* _Given request_: Render each row below as a JSON list of strings, one string per line, omitting blank lines and leaving out the pictures.

* _Given data_:
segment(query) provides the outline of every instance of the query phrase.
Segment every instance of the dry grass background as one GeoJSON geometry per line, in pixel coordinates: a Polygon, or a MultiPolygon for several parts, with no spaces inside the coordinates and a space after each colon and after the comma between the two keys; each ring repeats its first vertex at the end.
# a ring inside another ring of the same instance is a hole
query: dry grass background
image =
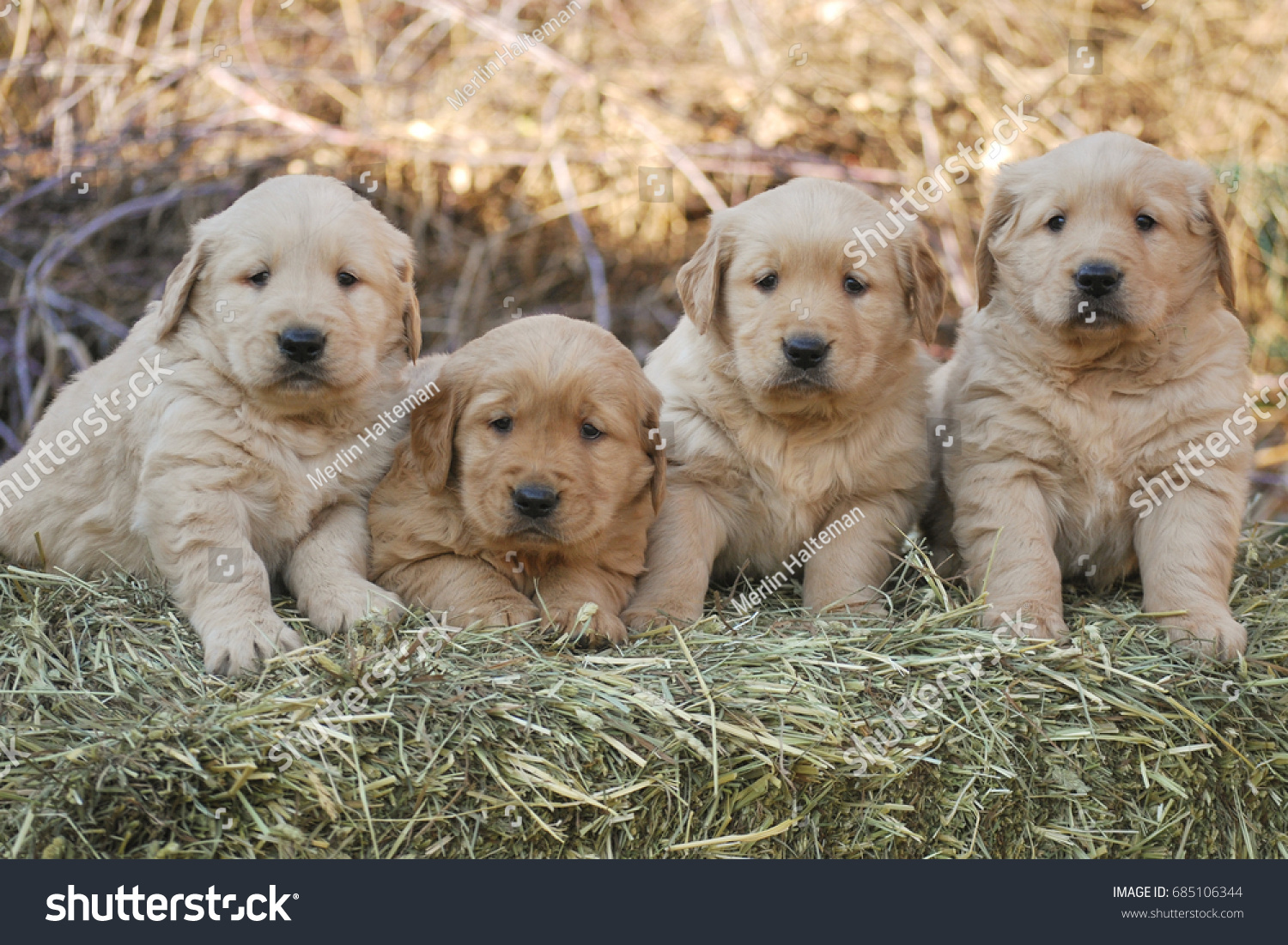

* _Response for this exercise_:
[
  "segment(query) provides the outline of every instance of the query phrase.",
  "Segment every instance of the dry grass background as one GeoJSON geometry per line, in pixel coordinates: a Polygon, or a MultiPolygon for several parts, with no spaces inside the coordinates and a space after each colon and after the comma between the two keys; each ring repeats its first vertex at the end.",
  "# a ring inside another ring of the same instance is a hole",
  "query: dry grass background",
  "image ="
]